Pull out every line of the data below that contains the word "gabled", copying each one unchanged.

Given information =
^^^^
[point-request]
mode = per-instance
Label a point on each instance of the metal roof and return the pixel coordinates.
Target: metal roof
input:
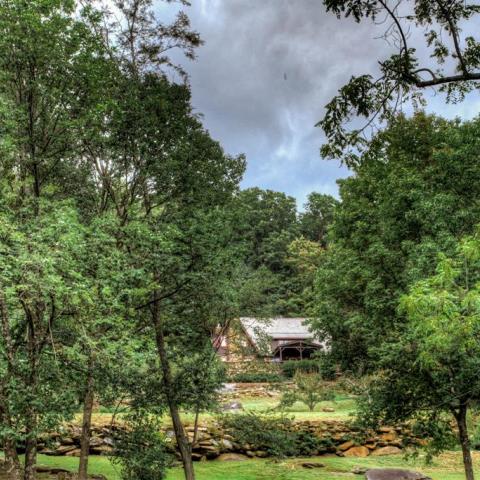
(279, 328)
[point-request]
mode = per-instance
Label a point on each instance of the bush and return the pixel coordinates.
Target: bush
(309, 389)
(140, 449)
(321, 363)
(257, 378)
(290, 367)
(272, 434)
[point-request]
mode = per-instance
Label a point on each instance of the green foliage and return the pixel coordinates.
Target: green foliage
(272, 434)
(309, 389)
(403, 75)
(291, 367)
(140, 449)
(429, 374)
(257, 378)
(414, 195)
(321, 363)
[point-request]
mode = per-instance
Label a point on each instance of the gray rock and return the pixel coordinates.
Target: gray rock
(226, 444)
(232, 457)
(394, 474)
(232, 406)
(359, 470)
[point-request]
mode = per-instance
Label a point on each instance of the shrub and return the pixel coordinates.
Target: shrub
(290, 367)
(140, 448)
(309, 389)
(257, 378)
(321, 363)
(272, 434)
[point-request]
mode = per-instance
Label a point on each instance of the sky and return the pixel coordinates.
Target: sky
(264, 75)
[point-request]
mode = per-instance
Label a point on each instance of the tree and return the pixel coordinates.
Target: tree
(414, 195)
(317, 217)
(309, 389)
(450, 36)
(432, 369)
(41, 290)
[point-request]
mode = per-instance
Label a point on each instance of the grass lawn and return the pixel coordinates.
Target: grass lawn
(446, 467)
(343, 407)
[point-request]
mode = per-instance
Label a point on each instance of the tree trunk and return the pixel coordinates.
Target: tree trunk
(12, 462)
(184, 445)
(461, 418)
(87, 420)
(31, 420)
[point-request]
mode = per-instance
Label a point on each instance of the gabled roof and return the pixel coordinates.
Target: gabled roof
(279, 328)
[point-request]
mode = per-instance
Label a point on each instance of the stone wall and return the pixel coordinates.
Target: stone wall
(251, 365)
(213, 441)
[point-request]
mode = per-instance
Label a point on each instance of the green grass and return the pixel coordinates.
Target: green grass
(446, 467)
(344, 406)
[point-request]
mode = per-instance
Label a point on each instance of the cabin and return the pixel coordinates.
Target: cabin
(273, 340)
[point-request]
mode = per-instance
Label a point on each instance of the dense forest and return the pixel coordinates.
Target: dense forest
(126, 240)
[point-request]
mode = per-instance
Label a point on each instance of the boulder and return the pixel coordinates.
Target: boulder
(64, 449)
(232, 406)
(391, 450)
(357, 452)
(226, 444)
(359, 470)
(394, 474)
(346, 445)
(388, 437)
(311, 465)
(232, 457)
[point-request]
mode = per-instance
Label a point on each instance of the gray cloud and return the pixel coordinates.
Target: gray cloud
(262, 79)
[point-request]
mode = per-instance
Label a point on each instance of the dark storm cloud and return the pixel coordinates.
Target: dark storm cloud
(262, 78)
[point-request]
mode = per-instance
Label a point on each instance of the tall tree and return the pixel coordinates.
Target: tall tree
(451, 39)
(317, 217)
(414, 194)
(429, 375)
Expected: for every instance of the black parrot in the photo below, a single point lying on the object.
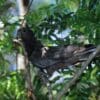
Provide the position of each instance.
(52, 58)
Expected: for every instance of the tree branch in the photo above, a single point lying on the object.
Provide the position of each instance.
(78, 74)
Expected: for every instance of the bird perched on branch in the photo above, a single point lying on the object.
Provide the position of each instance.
(52, 58)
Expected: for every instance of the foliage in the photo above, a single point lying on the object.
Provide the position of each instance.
(82, 18)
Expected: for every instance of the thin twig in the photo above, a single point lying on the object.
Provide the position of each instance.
(78, 74)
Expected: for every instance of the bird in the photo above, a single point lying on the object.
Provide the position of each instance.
(52, 58)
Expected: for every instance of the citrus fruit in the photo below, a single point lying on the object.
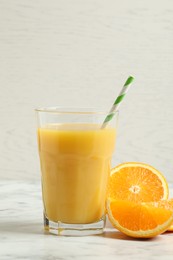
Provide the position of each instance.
(137, 182)
(166, 204)
(138, 219)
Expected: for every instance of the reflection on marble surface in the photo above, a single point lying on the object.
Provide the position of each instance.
(22, 235)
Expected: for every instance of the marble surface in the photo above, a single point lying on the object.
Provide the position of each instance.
(79, 53)
(22, 235)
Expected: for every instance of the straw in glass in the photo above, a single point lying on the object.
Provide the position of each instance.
(118, 101)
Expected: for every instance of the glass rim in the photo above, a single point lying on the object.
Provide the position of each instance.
(73, 110)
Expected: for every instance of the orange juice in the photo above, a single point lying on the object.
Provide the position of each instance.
(75, 164)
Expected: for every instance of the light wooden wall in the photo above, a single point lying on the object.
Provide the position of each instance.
(78, 53)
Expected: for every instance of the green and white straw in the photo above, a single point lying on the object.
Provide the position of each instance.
(118, 101)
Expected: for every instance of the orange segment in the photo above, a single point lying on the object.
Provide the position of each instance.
(137, 182)
(138, 219)
(166, 204)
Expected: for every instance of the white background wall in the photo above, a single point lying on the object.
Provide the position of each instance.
(79, 52)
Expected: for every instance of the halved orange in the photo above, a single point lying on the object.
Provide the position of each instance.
(138, 219)
(137, 182)
(166, 204)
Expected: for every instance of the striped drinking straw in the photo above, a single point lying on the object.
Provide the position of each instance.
(118, 101)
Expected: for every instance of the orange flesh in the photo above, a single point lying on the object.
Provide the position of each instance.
(135, 184)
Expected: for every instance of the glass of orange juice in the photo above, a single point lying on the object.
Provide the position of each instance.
(75, 159)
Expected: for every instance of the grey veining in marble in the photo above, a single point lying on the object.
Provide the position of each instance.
(22, 235)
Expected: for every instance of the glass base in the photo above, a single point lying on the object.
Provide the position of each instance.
(63, 229)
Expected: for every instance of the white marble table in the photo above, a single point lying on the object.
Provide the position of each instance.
(22, 235)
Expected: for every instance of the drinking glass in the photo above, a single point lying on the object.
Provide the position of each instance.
(75, 159)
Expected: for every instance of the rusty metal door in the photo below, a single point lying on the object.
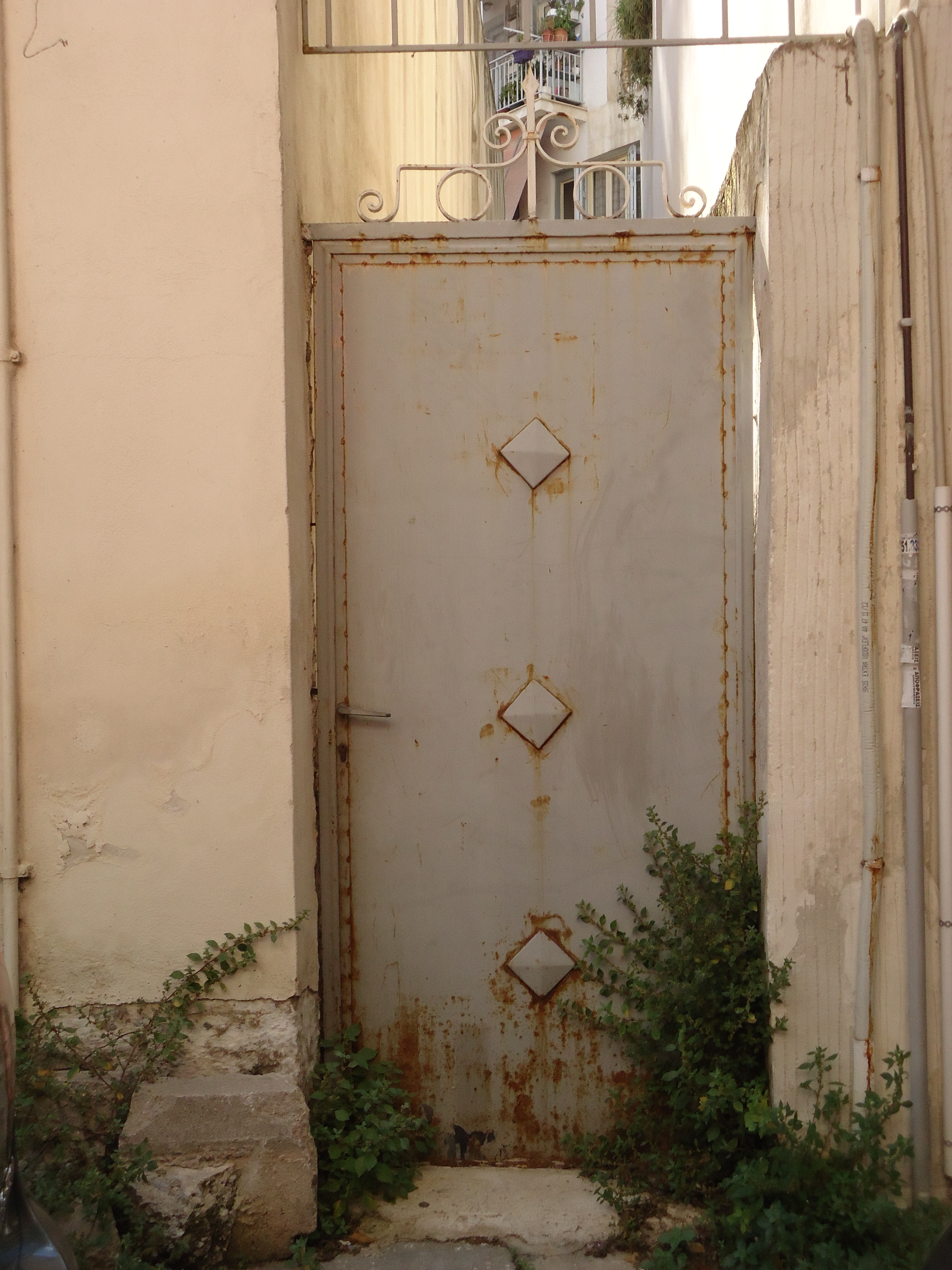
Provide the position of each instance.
(534, 620)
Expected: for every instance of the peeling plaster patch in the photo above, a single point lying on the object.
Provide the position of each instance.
(90, 735)
(254, 1038)
(79, 848)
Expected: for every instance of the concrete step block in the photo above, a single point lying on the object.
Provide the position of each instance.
(259, 1126)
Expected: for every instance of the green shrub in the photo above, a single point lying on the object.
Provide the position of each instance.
(634, 21)
(77, 1074)
(368, 1141)
(819, 1197)
(690, 995)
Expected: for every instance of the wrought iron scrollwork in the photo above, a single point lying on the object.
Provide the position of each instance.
(532, 135)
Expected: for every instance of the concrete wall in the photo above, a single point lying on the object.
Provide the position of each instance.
(700, 94)
(796, 168)
(162, 162)
(360, 117)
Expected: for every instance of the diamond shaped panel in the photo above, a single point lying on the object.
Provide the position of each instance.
(535, 453)
(541, 965)
(536, 713)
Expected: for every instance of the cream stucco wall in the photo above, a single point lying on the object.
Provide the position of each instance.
(361, 116)
(162, 162)
(700, 94)
(796, 167)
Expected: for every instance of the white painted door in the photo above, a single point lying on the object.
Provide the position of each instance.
(534, 521)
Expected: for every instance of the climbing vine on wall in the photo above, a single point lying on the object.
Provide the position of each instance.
(633, 19)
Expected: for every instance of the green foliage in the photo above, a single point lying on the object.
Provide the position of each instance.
(368, 1142)
(563, 16)
(690, 995)
(672, 1249)
(77, 1074)
(633, 21)
(819, 1196)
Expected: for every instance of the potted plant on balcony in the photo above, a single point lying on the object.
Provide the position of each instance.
(563, 17)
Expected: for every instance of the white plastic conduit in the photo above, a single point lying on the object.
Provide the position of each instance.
(943, 578)
(9, 723)
(870, 244)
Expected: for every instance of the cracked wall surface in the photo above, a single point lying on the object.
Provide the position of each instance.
(796, 168)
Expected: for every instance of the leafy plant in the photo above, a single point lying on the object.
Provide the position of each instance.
(633, 21)
(690, 995)
(560, 14)
(368, 1141)
(672, 1249)
(77, 1074)
(819, 1196)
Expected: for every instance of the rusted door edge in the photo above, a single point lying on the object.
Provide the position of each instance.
(534, 234)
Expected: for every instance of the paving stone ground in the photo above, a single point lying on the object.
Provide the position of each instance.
(549, 1216)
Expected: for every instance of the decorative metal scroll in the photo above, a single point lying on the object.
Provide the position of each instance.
(506, 128)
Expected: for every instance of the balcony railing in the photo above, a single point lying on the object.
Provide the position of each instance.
(558, 70)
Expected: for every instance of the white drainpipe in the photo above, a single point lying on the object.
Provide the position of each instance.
(9, 721)
(870, 253)
(943, 580)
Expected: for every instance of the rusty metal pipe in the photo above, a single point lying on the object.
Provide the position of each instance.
(9, 719)
(870, 255)
(912, 688)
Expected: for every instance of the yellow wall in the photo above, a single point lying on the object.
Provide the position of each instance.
(162, 161)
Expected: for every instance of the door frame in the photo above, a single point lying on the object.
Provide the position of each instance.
(681, 239)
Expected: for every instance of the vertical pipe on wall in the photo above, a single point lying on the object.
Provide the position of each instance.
(942, 503)
(867, 68)
(912, 688)
(9, 724)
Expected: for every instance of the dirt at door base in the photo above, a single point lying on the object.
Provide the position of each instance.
(537, 1208)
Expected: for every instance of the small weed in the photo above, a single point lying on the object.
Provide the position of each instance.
(77, 1074)
(368, 1142)
(634, 21)
(691, 995)
(672, 1249)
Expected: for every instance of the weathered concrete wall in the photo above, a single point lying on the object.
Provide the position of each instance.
(162, 162)
(157, 426)
(700, 94)
(360, 117)
(796, 168)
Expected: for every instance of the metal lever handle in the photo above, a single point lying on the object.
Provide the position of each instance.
(353, 713)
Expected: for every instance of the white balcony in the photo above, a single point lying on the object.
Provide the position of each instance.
(558, 70)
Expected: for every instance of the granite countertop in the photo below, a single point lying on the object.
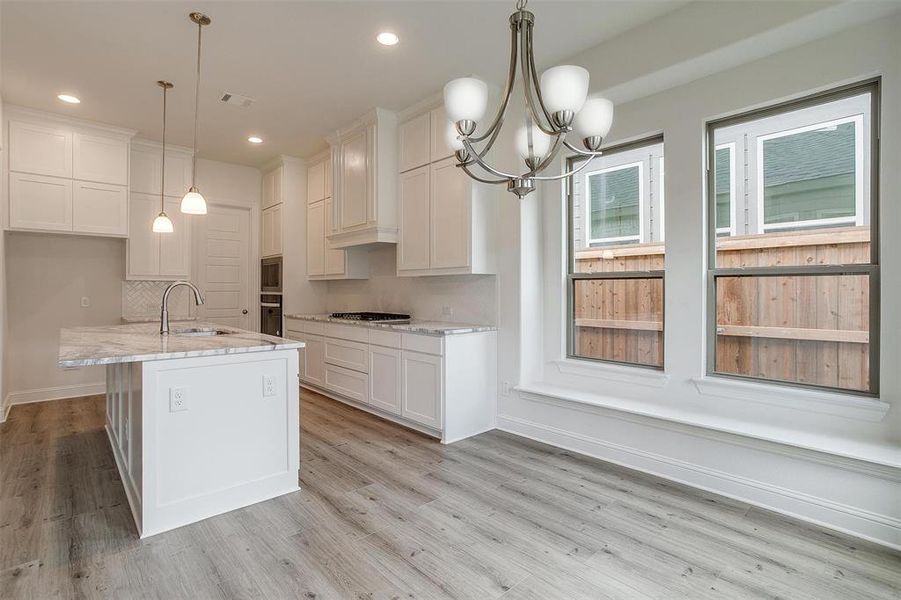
^^^^
Exercise response =
Label a point on each instance of the gabled roof and return the pixel coordinates.
Target: gabled roof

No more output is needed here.